Listless, Winless Giants Showing Signs Of Total Implosion
EAST RUTHERFORD, N.J. (CBSNewYork/AP) -- Tom Coughlin and the New York Giants are in uncharted territory in his 10th season.
The Giants (0-3) are off to their worst start since 1996. Concern is escalating after a 38-0 loss to the unremarkable Carolina Panthers on Sunday, the worst loss since Coughlin took over a team in disarray in 2004.
Not only did the Giants get thrashed, they showed little fight and passion in a game they had termed a must win earlier in the week, forcing Coughlin to challenge their pride Monday.
"Our pride should be challenged after a game like that," defensive tackle Cullen Jenkins said. "You go out there and you just don't lose, you get it handed to you. There was not much response from us at all out there. He should be challenging our pride. That's something we are, and I have been checking myself since the game yesterday, trying to look at everything I can do better and improve upon. That's where it has to start."
After the game, Coughlin told the players to stick together. Not everyone did. Receiver Hakeem Nicks complained about not being able to throw the ball to himself.
Coughlin said Nicks' comments weren't "a smart thing to say" and he planned to talk to him. Quarterback Eli Manning said the throws just weren't there.
Jenkins said the Giants can't start criticizing each other.
"Once you get to pointing the finger, you get that cancer in the locker room like that, it can fall apart easy," he said. "You can't do that. This is a team game. We come into every week, every game, as a team, we leave every game as a team. We win or lose as a team together."
It was a sentiment echoed by Manning on WFAN radio.
"The message around the team is we have to stick together," Manning told WFAN's Mike Francesa on Monday. "We can't start turning on each other, start making excuses or start blaming other people for our own mistakes. We have to look hard at ourselves, improve our preparation and game day play. That's the message going around the locker room and hopefully we will respond well to that."
Earlier in the day, former Giants linebacker Carl Banks, a member of the team's radio broadcast, put the team on blast on WFAN.
"They don't like themselves," the two-time Super Bowl champion told co-hosts Joe Benigno and Evan Roberts. "That's what it really comes down to. They don't like each other. They're not willing to fight for each other. When you have a premier quarterback in this league, and you don't have enough self-respect — not for him, but for yourself — to protect him to do your job, I think it speaks volumes. I think these guys really do need to all stand in (front of) the mirror, and it's gut-check time."
The Giants' performance was one of the low points in Coughlin's tenure. It might have been rock bottom for a team that had hopes of playing in a Super Bowl in its backyard in February. That now seems like wishful thinking.
The offense gained 150 yards and a banged-up line allowed Manning to be sacked seven times. The defense appeared to quit in the second half and saw the points allowed total soar to 115, the worst in the league.
The task won't be any easier this weekend when the Giants travel to play Andy Reid's Chiefs (3-0) in Kansas City.
"Like I said, it's one of the toughest things about being 0-3," linebacker Spencer Paysinger said. "Everybody's going to come after you. Everybody's going to look at you and say that this team is an easy win, they haven't been playing in sync, we can get after their offense, we can frustrate their defense, we can convert whatever we want whenever we want. No team is going to be light on us and we can't be light on ourselves. If we're light on ourselves, we're doing our city and our fans an injustice."
Coughlin, who will be attending his brother's funeral in Waterloo, N.Y., on Tuesday, isn't giving up. His approach is "damn the torpedoes, full speed ahead."

- Supplied records -
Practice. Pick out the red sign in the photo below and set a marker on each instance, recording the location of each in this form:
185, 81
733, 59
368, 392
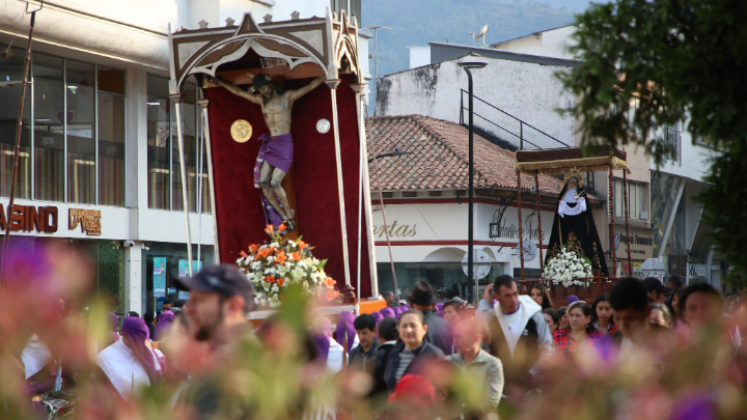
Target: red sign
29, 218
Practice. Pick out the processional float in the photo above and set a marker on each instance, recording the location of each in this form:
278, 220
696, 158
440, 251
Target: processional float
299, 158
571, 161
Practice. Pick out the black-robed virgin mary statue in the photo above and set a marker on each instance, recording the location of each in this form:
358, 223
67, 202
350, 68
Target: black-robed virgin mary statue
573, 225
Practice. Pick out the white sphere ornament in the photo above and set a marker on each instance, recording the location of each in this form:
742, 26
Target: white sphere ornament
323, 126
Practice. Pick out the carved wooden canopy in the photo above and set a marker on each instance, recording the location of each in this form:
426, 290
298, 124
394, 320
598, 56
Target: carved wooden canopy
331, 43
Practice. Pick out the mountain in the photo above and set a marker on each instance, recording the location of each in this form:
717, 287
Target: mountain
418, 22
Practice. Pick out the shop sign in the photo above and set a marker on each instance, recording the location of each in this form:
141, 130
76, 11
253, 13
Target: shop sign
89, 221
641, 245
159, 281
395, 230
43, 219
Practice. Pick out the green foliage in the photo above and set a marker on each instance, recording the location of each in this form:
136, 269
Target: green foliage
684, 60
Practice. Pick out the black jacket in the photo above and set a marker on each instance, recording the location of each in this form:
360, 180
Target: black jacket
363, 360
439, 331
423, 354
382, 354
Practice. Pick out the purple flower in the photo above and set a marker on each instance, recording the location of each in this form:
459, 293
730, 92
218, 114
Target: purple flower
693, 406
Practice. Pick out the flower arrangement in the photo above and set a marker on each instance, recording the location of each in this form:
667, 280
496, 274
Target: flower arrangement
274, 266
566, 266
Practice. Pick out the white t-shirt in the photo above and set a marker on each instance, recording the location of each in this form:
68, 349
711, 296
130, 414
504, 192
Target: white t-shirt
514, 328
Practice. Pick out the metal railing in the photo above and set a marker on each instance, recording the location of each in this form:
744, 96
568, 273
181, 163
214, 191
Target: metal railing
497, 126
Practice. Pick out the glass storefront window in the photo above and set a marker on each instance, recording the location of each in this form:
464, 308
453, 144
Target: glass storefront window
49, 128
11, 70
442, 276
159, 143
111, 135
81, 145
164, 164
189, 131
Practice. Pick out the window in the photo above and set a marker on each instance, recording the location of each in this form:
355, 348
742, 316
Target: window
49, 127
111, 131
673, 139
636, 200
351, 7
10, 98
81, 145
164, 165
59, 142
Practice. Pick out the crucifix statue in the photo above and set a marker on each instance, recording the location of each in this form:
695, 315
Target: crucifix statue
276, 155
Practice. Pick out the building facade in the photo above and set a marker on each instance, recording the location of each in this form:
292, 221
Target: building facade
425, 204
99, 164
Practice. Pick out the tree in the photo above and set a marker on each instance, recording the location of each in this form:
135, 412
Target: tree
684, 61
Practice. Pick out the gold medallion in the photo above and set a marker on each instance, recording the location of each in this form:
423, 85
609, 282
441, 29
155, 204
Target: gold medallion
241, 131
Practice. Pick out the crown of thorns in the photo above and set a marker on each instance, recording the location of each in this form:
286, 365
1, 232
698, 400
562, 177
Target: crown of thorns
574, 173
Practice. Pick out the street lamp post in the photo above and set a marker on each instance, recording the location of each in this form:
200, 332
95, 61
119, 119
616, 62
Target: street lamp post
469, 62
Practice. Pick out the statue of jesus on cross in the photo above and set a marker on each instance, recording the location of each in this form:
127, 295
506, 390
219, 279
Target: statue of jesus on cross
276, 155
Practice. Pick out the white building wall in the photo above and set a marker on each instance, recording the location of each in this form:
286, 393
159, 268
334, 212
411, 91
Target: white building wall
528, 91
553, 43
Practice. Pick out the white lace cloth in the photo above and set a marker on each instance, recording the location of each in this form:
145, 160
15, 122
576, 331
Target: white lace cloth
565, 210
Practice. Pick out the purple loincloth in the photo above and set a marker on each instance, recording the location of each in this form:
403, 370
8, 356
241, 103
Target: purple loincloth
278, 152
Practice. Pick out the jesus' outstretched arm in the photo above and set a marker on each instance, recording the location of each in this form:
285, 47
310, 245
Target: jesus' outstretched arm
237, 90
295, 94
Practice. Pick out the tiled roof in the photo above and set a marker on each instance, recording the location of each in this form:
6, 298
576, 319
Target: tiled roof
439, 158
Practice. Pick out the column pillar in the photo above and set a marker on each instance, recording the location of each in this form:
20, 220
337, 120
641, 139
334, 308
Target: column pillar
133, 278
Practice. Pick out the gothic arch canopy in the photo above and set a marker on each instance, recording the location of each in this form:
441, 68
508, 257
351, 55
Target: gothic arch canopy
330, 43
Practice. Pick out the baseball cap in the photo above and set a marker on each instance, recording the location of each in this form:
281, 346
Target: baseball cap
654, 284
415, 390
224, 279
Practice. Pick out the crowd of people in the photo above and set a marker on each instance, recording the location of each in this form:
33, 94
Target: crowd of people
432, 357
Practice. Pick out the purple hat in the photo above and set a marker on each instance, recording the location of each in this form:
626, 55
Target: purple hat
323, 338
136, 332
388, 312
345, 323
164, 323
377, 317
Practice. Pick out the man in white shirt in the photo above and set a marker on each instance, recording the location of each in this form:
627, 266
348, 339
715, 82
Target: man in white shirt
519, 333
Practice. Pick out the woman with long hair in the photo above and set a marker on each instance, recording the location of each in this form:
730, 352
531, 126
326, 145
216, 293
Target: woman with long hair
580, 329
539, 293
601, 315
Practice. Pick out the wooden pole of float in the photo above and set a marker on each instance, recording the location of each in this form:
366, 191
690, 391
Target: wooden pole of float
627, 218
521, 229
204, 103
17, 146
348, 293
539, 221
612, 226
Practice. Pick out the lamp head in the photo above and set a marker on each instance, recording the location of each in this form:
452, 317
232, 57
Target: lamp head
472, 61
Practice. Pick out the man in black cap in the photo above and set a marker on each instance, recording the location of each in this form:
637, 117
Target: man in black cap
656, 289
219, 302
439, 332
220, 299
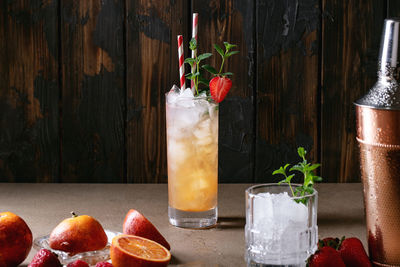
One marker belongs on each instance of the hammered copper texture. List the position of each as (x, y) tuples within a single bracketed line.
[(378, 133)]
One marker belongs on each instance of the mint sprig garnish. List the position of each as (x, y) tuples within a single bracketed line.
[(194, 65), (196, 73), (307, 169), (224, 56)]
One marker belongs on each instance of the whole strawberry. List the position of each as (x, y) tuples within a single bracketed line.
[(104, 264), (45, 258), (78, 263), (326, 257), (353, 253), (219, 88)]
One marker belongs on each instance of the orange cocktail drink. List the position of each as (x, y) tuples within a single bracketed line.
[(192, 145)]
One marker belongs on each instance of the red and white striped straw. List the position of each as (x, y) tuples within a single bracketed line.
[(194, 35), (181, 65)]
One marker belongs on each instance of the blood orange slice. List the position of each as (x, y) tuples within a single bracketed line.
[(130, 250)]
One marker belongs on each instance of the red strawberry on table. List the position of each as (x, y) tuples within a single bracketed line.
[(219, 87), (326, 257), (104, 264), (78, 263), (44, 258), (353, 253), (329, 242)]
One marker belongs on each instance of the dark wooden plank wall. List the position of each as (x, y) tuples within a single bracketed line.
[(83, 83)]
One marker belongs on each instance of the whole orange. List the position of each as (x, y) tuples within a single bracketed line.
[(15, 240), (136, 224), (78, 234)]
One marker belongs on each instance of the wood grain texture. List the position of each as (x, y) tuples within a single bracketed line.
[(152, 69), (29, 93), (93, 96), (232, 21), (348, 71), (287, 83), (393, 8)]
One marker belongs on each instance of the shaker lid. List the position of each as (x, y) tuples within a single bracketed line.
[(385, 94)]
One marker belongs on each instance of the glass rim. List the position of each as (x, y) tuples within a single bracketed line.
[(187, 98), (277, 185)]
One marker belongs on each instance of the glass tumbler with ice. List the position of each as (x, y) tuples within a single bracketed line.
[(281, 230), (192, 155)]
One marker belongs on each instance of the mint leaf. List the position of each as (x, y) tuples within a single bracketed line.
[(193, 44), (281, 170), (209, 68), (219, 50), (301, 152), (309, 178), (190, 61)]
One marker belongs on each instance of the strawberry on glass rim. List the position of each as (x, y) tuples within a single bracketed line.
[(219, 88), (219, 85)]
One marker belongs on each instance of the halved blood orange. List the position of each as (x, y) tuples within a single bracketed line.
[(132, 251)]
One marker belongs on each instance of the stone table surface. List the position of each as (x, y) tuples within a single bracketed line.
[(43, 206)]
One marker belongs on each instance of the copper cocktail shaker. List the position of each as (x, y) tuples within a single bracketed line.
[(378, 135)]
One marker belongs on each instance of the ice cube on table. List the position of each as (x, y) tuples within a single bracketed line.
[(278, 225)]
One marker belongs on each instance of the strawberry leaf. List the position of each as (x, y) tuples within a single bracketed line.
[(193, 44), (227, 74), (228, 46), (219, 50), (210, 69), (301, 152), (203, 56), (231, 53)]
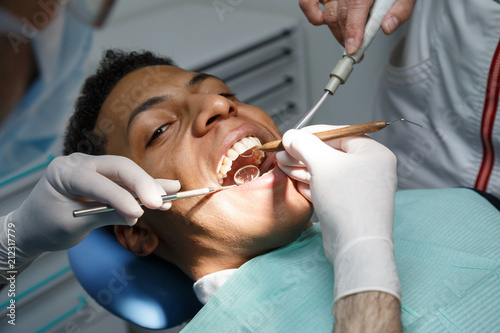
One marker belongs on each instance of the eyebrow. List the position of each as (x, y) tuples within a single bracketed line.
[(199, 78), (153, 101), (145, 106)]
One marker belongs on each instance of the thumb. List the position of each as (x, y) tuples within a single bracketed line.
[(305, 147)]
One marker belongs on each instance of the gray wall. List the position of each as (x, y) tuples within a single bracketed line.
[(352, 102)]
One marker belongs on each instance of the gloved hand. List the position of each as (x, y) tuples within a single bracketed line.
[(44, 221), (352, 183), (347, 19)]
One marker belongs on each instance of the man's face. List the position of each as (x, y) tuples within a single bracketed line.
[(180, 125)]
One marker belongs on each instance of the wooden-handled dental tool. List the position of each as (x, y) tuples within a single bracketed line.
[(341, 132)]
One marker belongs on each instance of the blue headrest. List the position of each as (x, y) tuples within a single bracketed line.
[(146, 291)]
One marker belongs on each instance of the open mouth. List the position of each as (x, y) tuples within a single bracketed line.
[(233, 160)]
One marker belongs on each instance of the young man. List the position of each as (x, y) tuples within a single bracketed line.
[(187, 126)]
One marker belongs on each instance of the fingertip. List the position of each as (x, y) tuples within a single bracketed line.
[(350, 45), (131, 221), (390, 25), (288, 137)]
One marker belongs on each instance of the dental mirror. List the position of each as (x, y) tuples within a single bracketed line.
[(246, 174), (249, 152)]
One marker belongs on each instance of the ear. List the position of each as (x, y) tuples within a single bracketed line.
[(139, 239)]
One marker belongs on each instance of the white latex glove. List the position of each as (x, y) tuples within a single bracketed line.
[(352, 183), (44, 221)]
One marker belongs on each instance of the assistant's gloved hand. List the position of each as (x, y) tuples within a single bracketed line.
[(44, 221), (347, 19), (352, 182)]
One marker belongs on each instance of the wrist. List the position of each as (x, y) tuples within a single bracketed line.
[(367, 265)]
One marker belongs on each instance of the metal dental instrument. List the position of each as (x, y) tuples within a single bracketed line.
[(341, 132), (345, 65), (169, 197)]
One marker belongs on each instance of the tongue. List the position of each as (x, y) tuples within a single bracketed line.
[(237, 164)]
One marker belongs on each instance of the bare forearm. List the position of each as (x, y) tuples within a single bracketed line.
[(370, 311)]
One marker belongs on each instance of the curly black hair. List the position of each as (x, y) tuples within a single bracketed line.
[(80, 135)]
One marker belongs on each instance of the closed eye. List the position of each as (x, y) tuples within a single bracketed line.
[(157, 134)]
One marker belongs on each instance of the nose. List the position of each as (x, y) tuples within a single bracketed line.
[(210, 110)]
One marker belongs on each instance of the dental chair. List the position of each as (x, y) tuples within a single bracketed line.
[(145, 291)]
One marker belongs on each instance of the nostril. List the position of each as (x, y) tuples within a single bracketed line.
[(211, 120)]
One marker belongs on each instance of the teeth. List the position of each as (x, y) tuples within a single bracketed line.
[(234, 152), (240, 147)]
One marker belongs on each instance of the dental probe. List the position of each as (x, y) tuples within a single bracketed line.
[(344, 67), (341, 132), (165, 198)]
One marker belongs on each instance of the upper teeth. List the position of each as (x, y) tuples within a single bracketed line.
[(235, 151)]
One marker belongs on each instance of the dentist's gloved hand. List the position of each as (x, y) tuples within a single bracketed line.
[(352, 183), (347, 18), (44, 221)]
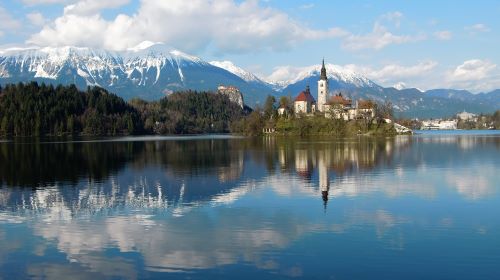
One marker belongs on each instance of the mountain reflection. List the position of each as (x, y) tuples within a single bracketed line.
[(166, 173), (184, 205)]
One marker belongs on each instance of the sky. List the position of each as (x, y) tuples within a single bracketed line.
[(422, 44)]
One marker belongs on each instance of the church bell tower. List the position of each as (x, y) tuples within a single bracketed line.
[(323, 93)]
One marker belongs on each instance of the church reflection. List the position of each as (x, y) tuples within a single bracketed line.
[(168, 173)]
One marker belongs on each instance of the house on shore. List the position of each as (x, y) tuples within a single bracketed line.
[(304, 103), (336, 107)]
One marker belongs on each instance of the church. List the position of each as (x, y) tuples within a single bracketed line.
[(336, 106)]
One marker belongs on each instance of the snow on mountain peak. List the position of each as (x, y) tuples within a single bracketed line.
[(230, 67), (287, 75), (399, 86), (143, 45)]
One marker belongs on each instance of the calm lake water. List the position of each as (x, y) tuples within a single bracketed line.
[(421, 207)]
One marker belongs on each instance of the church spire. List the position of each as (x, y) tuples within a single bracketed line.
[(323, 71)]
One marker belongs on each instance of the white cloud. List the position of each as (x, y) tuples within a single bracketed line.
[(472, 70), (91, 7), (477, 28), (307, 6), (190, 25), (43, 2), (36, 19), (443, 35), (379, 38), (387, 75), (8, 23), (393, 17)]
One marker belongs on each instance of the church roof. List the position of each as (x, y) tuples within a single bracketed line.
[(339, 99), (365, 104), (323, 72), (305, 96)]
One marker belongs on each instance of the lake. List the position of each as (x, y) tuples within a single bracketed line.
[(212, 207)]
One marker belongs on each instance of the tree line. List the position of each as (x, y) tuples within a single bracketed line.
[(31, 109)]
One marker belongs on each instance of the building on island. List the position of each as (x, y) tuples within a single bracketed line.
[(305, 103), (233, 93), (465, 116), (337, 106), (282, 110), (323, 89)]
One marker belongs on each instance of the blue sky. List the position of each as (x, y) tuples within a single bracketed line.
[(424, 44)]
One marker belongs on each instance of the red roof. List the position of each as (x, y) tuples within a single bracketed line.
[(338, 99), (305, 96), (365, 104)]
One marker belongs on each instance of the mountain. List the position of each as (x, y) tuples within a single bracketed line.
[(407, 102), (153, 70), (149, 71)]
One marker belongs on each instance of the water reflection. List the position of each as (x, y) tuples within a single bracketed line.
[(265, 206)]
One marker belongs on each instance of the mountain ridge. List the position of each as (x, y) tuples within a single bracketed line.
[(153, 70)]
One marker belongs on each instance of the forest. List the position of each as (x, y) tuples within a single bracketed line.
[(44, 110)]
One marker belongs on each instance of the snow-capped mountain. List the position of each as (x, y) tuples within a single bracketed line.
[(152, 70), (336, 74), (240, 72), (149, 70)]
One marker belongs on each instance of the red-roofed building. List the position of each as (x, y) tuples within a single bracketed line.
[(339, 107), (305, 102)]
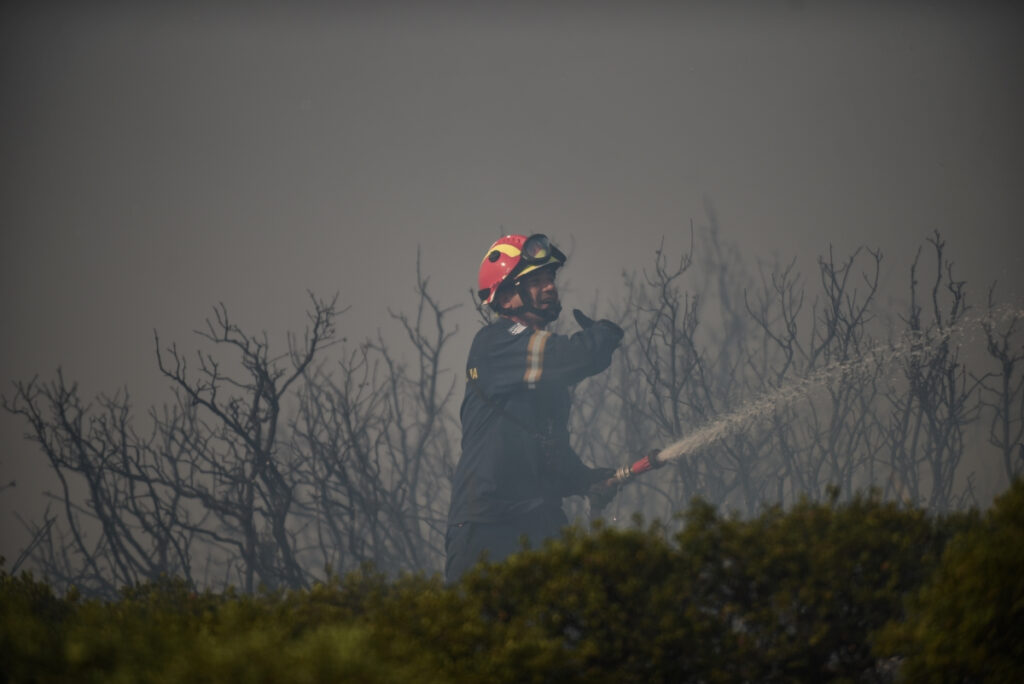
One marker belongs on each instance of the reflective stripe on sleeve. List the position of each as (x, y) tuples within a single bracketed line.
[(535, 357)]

- Exercise details -
Translate this sentence from the Giants article into Spanish: "Jenkins said the Giants can't start criticizing each other."

- Reply to the exercise -
Jenkins dijo que los Giants no pueden empezar a criticarse entre ellos.